Excerpt to read ▸
● ● ● ● ●
Assessment & Monitoring

Assessment & Monitoring

Providing high-quality feedback to students is integral to effective teaching. Equally, gathering feedback on how well students have learned a topic is important in enabling teachers to address any misunderstanding and provide the right level of challenge in future lessons. At SJB assessment is both formative and summative. Periodically we monitor the students and send home a report to parents; the monitoring provides parents, students and a Head of Year with an overview of how the students are getting on. Below we have answered a few key questions that we hope will help you to better understand the system at SJB.

What is summative assessment?

Summative assessment is an assessment done at the end of a specified period of time. It is to assess a learner’s understanding or attainment. Summative assessment may take the form of a formal test or exam, or it may be an essay or project piece of work. Summative assessment usually involves a ‘score’ or ‘grade’ and potentially a qualification. GCSEs and ‘A’ levels are examples of very final summative assessment. But many end of year, or even end of term, tests are also classed as summative assessment.

What is formative assessment?

Formative assessment takes many forms. It is part of a process of evaluating student understanding and adapting teaching to respond to this. Formative assessment can be very informal. It can be asking specific questions during a class, or observing a partner talk or taking a quick poll during a lesson. Formative assessment can be more formal, though. For example, interviewing a student to assess understanding, listening to them read, marking homework. The element which makes assessment formative is the part when the results are used. This may be to adapt teaching or make decisions regarding support for students.

Is feedback part of formative or summative assessment?
● ● ● ● ●
Exercise requirements ▸
A - In the assessment and monitoring text, who gets an overview of students' progress from the monitoring?
B - Print word for word the part of the assessment and monitoring text that begins at the words "Formative assessment takes" and stops after "support for students.".
● ● ● ● ●
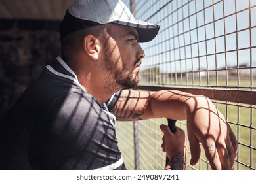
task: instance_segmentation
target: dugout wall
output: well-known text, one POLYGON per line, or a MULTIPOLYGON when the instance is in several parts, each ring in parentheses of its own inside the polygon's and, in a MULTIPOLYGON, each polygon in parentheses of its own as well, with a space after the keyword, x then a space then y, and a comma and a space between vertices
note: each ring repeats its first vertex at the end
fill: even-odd
MULTIPOLYGON (((137 18, 160 25, 141 44, 140 89, 180 90, 209 97, 238 141, 235 169, 256 169, 256 0, 126 0, 137 18)), ((162 169, 166 119, 117 122, 129 169, 162 169)), ((186 122, 177 125, 186 131, 186 122)), ((190 158, 188 155, 188 158, 190 158)), ((189 169, 210 169, 203 150, 189 169)))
● ● ● ● ●
Solution set ▸
A - Parents, students and a Head of Year.

B -
Formative assessment takes many forms. It is part of a process of evaluating student understanding and adapting teaching to respond to this. Formative assessment can be very informal. It can be asking specific questions during a class, or observing a partner talk or taking a quick poll during a lesson. Formative assessment can be more formal, though. For example, interviewing a student to assess understanding, listening to them read, marking homework. The element which makes assessment formative is the part when the results are used. This may be to adapt teaching or make decisions regarding support for students.